EXERCISE AIM >>
Reproduce every line of the data below word for word, omitting the pictures.

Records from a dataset
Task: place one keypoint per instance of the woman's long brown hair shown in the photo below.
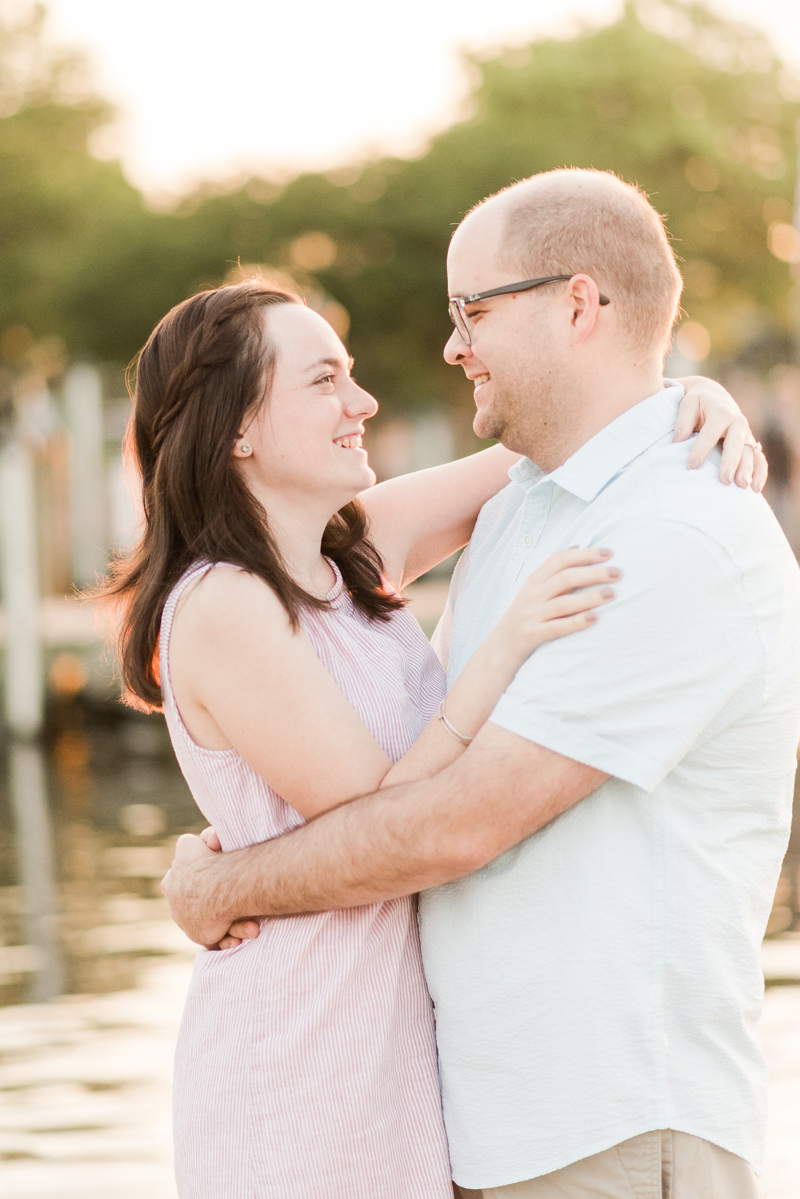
(204, 369)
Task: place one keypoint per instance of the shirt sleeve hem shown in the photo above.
(582, 746)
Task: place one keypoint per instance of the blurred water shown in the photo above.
(88, 830)
(92, 972)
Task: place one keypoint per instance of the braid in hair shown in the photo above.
(204, 368)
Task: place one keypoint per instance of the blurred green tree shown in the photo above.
(61, 209)
(696, 109)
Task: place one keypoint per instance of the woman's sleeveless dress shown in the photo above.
(306, 1061)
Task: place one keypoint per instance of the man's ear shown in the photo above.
(583, 296)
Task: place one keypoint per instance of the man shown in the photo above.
(599, 867)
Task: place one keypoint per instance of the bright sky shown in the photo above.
(211, 88)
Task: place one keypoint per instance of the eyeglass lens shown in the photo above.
(459, 320)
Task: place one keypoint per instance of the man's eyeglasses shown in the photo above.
(458, 303)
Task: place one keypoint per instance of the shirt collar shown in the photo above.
(612, 450)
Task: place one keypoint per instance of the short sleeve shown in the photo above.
(674, 652)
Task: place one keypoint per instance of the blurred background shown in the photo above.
(149, 150)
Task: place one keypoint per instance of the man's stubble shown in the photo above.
(528, 413)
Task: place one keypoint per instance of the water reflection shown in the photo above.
(89, 826)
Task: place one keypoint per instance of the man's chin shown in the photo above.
(486, 425)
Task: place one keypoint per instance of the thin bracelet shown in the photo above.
(451, 730)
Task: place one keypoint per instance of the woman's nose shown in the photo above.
(457, 350)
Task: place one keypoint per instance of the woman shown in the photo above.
(268, 624)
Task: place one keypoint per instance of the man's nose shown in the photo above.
(359, 402)
(457, 350)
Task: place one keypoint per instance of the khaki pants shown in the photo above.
(654, 1166)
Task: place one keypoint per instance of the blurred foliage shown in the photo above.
(697, 110)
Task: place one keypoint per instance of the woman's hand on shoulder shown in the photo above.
(707, 407)
(558, 598)
(245, 679)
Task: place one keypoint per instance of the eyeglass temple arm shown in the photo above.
(516, 287)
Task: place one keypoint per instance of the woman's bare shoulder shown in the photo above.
(228, 597)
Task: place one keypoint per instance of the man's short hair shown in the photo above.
(571, 222)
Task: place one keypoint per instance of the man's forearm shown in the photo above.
(361, 853)
(402, 839)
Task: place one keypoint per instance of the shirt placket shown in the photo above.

RESULT OF THIS EXERCISE >>
Task: place one keypoint per instance of the woman's long brown hair shown in the photo below.
(204, 369)
Task: place one keypoint per instance of the shirt sleeve hem shown in the photo above.
(582, 746)
Task: place one keypoint per instance of the blurred water shown in the photo above.
(88, 830)
(92, 972)
Task: place one keypoint per instance of the braid in hair shown in the photo above.
(204, 368)
Task: place one keypoint per instance of the blurred green tree shown in the photo above.
(61, 209)
(696, 109)
Task: place one keypoint per instance of the woman's sleeveless dress shown in the photo above.
(306, 1061)
Task: place one keypoint per instance of the man's ear shown in the photo above.
(583, 296)
Task: place one keypoint per instance of the man shown in the photo above.
(599, 867)
Task: place one keypoint per instance of the bright sky shown in the photo above.
(211, 88)
Task: place one keypoint per instance of the eyeglass lens shown in the photo above.
(459, 320)
Task: place one keypoint per instance of the man's eyeglasses shown in the photo above.
(458, 303)
Task: place one keypoint per instance of the shirt collar shown in the photo above.
(612, 450)
Task: place one keypoint per instance of the short sleeve shown in the photo above.
(674, 652)
Task: place one keypoint per instance of the blurred background shown in the photo above.
(149, 150)
Task: place one keypoint per instance of the man's stubble shown in the photo above.
(528, 413)
Task: place one keypoint per instance of the water reflection shown in the photo above.
(89, 826)
Task: place one keypoint per instance of the man's chin shown in the photo above.
(486, 425)
Task: place one keypoint per instance of the thin bracelet shown in the photo above.
(451, 730)
Task: place one keypoint per instance of the woman's nose shown in the photo above.
(457, 350)
Task: place one keypoint per instance of the woman shown in the photo above.
(268, 624)
Task: place one keypoint per instance of the man's nose shown in the photo above.
(359, 402)
(457, 350)
Task: place one keypoint per instance of the khaki pants shown in the photo above.
(654, 1166)
Task: place one keypoint per instance of the blurred foliage shown in the photo above.
(697, 110)
Task: place one keypoint per instance of the woman's hand on shoulder shown in the photo above.
(707, 407)
(558, 598)
(245, 679)
Task: place one keypoint per instance of the eyeglass temple arm shown in the photo above.
(516, 287)
Task: place one keypoint per instance of the woman's bare shoulder shown in the photo above.
(228, 597)
Task: place one keypoint per instance of the man's short hair shown in the photo above.
(571, 222)
Task: place one keypoint per instance of the man's forearm shown in the photo above.
(361, 853)
(402, 839)
Task: place one keypoint per instance of the shirt placket shown in the photo above.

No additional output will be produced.